## INSTRUCTIONS FOR THE TASK
Please reproduce the records word for word, starting at the line that contains "black wrought iron fence -> box" and ending after the line that contains "top-left (462, 609), bottom-right (654, 638)".
_ _ _ _ _ _ _
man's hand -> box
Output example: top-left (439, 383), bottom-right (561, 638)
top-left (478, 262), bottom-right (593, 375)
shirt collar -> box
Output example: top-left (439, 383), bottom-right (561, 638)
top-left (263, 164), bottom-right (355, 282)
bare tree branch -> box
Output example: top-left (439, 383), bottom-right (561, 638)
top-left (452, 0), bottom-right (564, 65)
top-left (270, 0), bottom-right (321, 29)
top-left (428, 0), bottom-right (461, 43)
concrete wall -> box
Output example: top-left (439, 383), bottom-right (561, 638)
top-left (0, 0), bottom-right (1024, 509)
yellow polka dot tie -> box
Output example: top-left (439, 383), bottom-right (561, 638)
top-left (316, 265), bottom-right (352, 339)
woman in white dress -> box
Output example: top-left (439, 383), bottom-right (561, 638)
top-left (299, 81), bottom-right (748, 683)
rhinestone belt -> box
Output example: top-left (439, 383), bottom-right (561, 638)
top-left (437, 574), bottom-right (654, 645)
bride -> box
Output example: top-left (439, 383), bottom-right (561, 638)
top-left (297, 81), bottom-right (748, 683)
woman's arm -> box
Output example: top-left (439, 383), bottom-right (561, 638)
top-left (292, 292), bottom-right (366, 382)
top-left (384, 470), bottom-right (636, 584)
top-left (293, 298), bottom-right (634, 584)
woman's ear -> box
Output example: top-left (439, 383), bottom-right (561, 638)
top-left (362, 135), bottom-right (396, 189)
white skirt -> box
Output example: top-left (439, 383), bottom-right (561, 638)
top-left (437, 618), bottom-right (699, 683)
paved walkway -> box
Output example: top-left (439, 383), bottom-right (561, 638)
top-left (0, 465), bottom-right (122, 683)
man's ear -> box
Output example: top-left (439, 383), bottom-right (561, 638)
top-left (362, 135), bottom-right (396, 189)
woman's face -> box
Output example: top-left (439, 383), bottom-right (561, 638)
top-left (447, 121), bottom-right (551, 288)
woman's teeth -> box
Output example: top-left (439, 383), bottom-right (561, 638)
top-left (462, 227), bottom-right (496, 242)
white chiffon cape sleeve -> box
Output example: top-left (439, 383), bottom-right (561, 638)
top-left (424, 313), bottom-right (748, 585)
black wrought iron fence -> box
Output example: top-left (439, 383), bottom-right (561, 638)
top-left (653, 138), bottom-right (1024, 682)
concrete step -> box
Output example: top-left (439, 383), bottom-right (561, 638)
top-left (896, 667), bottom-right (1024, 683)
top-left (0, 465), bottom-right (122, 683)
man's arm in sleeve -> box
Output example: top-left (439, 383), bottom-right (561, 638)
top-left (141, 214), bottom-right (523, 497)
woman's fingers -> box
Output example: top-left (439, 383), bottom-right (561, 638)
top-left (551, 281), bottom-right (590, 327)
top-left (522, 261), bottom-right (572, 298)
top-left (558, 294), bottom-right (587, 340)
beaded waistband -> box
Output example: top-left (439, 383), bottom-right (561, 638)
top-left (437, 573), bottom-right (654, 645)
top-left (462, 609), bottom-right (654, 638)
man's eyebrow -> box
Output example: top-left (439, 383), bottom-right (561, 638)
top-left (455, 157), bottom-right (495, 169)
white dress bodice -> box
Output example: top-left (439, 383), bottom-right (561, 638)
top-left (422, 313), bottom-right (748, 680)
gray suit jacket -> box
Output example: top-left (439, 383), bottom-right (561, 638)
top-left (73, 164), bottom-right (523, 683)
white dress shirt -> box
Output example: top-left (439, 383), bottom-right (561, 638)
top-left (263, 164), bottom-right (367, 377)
_ _ _ _ _ _ _
## ANSWER TO THE PROBLEM
black wrought iron fence -> box
Output example: top-left (439, 383), bottom-right (561, 638)
top-left (653, 138), bottom-right (1024, 682)
concrete step -> box
Output example: top-left (439, 383), bottom-right (561, 638)
top-left (896, 667), bottom-right (1024, 683)
top-left (0, 465), bottom-right (122, 683)
man's arm in sleeve -> box
Output example: top-left (439, 383), bottom-right (561, 638)
top-left (141, 214), bottom-right (523, 497)
woman's fingers -> box
Output example: top-left (439, 383), bottom-right (561, 638)
top-left (551, 281), bottom-right (590, 327)
top-left (522, 261), bottom-right (572, 298)
top-left (558, 294), bottom-right (587, 340)
beaded waistband -> box
Output example: top-left (439, 383), bottom-right (561, 638)
top-left (437, 573), bottom-right (654, 645)
top-left (462, 609), bottom-right (654, 638)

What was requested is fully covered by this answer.